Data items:
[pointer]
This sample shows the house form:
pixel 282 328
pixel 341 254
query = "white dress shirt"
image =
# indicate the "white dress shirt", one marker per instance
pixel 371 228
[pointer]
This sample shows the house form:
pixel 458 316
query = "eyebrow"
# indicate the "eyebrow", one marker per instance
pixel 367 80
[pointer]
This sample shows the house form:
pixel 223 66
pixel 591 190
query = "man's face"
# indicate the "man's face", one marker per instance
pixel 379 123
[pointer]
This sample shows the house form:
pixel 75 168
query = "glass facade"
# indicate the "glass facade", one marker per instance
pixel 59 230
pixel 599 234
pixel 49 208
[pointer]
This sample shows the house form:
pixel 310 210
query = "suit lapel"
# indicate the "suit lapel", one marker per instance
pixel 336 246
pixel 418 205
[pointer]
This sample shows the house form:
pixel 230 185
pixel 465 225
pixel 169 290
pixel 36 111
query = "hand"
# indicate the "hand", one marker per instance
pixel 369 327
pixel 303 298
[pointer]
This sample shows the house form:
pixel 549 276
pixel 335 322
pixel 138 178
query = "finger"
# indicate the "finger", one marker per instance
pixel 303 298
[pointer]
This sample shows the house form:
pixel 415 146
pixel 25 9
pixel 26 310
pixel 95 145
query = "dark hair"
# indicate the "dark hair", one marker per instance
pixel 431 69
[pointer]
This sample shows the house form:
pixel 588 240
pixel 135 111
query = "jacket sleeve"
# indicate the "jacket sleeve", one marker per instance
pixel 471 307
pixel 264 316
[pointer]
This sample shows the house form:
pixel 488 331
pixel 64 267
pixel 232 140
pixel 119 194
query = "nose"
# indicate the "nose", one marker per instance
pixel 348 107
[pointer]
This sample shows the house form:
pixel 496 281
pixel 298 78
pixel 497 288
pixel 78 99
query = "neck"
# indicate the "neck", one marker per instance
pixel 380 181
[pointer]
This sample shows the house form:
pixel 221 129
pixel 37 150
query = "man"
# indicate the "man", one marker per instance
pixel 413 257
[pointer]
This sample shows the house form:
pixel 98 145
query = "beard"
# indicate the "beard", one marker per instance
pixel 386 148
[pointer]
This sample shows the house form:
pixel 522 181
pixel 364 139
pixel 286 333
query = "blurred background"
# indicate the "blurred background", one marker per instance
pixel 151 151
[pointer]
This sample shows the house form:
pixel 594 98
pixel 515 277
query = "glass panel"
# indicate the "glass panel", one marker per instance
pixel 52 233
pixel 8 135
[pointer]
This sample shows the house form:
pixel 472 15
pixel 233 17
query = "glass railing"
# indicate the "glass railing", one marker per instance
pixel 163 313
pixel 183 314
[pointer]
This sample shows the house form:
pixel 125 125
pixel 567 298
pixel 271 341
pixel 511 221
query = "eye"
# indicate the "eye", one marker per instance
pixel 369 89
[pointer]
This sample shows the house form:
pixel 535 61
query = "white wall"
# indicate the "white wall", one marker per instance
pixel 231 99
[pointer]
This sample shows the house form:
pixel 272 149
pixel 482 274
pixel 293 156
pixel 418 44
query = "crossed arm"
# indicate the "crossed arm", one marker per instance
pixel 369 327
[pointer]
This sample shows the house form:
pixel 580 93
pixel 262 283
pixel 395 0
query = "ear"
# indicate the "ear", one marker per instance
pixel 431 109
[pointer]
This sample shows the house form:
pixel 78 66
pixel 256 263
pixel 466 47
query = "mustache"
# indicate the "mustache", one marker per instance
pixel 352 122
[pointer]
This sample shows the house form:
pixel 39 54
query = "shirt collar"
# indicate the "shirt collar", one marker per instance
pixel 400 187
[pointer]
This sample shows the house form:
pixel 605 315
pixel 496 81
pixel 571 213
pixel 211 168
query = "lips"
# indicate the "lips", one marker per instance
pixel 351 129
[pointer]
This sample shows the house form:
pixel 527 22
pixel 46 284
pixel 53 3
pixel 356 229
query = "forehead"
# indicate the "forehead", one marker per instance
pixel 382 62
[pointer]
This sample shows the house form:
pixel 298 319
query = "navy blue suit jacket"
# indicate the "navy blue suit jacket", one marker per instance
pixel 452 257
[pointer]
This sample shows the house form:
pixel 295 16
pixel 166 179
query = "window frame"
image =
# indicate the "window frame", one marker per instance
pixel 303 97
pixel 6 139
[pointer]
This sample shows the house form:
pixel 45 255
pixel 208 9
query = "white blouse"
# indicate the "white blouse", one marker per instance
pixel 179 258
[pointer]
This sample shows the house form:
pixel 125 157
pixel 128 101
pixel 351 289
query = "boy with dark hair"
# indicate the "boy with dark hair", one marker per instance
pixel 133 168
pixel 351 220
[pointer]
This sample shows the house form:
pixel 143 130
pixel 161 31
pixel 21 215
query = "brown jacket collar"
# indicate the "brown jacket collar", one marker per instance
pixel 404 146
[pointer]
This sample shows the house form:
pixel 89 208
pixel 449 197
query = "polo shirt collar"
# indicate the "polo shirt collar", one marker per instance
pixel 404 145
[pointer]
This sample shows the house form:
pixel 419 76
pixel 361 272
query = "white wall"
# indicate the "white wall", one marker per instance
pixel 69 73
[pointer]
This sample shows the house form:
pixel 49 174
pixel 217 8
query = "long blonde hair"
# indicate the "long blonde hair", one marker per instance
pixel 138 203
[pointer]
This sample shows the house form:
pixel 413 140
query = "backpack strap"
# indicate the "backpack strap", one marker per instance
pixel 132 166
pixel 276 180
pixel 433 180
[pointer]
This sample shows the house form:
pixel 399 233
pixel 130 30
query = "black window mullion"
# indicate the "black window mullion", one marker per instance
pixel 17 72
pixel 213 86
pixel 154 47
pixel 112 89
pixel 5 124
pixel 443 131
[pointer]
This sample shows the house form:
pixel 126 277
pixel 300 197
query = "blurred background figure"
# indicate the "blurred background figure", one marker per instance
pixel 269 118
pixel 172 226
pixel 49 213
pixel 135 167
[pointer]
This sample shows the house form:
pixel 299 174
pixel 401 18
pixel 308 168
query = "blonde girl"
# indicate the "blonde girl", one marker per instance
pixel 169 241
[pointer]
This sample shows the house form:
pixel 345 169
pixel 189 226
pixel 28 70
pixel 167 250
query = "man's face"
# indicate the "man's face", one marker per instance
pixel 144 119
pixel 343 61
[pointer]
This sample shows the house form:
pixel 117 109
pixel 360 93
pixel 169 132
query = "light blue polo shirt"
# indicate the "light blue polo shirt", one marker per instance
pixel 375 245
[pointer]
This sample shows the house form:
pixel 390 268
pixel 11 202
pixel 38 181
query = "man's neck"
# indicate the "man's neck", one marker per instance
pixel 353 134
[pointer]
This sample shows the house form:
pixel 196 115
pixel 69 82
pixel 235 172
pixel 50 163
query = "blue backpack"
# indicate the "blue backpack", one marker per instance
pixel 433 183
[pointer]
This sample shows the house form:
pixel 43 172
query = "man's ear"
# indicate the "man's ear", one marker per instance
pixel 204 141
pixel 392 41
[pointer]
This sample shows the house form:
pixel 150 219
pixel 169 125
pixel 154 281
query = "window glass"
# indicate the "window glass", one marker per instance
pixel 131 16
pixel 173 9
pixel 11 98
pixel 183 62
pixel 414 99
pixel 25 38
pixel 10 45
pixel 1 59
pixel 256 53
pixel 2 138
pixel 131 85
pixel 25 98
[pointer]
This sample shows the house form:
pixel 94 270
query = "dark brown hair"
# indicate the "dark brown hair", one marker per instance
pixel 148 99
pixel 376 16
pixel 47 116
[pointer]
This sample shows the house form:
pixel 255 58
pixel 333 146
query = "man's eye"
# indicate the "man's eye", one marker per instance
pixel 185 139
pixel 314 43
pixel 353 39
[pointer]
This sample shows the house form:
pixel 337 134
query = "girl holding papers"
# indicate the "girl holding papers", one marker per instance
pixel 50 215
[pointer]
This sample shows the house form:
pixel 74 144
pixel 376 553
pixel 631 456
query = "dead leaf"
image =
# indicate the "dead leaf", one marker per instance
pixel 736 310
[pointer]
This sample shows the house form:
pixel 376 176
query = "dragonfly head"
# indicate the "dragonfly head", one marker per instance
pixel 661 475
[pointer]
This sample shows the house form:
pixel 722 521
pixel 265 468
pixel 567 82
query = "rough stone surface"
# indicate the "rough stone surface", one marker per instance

* **Problem details**
Collect every line in the material above that contains the word "panel", and copy each one in full.

* **Written answer**
query = "glass panel"
# indicate the "glass panel", one marker per instance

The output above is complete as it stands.